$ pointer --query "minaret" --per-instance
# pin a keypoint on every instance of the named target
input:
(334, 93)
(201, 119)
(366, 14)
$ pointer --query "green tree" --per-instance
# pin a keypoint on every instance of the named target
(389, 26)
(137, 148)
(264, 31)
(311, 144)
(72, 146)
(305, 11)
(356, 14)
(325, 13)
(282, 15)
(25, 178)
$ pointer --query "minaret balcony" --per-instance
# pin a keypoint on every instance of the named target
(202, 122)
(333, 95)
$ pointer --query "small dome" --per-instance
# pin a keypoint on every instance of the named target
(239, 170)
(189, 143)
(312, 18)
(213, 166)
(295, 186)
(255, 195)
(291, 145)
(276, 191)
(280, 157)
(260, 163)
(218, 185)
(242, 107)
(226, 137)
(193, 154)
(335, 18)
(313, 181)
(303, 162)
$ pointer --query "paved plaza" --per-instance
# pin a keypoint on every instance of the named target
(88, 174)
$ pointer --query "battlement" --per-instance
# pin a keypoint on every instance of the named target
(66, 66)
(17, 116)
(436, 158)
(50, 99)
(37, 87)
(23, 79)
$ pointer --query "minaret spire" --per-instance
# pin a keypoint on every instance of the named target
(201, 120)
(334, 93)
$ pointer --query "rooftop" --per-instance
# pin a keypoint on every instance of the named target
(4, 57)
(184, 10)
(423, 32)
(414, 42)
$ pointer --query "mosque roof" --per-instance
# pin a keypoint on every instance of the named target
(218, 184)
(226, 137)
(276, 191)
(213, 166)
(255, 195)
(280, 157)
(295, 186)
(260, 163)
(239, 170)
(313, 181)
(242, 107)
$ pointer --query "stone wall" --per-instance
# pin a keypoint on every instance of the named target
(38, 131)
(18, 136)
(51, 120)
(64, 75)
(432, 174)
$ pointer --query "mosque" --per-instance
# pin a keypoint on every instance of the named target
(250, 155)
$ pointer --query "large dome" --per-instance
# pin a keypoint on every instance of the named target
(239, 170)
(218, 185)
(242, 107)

= = =

→ **WHAT IS BEING ASKED**
Copy out the entire listing again, word for word.

→ **OUTPUT OF THE EXERCISE**
$ pointer --query "minaret" --per-instance
# pin a keypoint on every instance of the named target
input:
(334, 93)
(201, 119)
(366, 14)
$ pointer --query "green tree" --per-instance
# pin a keypoint on every instance of the named target
(389, 26)
(137, 148)
(264, 31)
(311, 144)
(72, 146)
(305, 11)
(356, 14)
(325, 13)
(282, 15)
(25, 178)
$ pointer --query "minaret balcony" --per-instance
# pin a keypoint on every instance of the named target
(202, 122)
(333, 95)
$ pointer --query "small dome" --per-instance
# pin a keypoint on every instance of the named target
(239, 170)
(189, 143)
(312, 18)
(213, 166)
(295, 186)
(255, 195)
(291, 145)
(276, 191)
(280, 157)
(260, 163)
(218, 185)
(242, 107)
(226, 137)
(193, 154)
(335, 18)
(313, 181)
(303, 162)
$ pointer --query "paved plaza" --per-instance
# pin a keypoint on every instance of the named target
(88, 174)
$ pointer --query "battlement" --per-instance
# pin a keypoint on every instance of the named target
(66, 66)
(17, 116)
(436, 158)
(50, 99)
(37, 87)
(23, 79)
$ pointer --query "minaret spire" --per-instance
# pin a keypoint on every instance of the named target
(201, 120)
(334, 93)
$ pointer --query "rooftop" --per-instance
# pin a keypoint on every instance of the named target
(4, 57)
(184, 10)
(423, 32)
(414, 42)
$ pointer --query "mosque roof" --per-instance
# pin a keypoint on every instance of the named target
(218, 184)
(226, 137)
(276, 191)
(213, 166)
(255, 195)
(280, 157)
(295, 186)
(260, 163)
(239, 170)
(313, 181)
(242, 107)
$ pointer --query "stone wall" --per-instance
# pin a keypoint on every instance of the named target
(38, 131)
(18, 136)
(51, 120)
(64, 75)
(432, 174)
$ pointer --query "mosque" --per-instance
# pin a keypoint on every instance of the named target
(250, 155)
$ pointer --query "large dome" --per-instance
# pin a keypoint on every instance of the named target
(239, 170)
(218, 185)
(242, 107)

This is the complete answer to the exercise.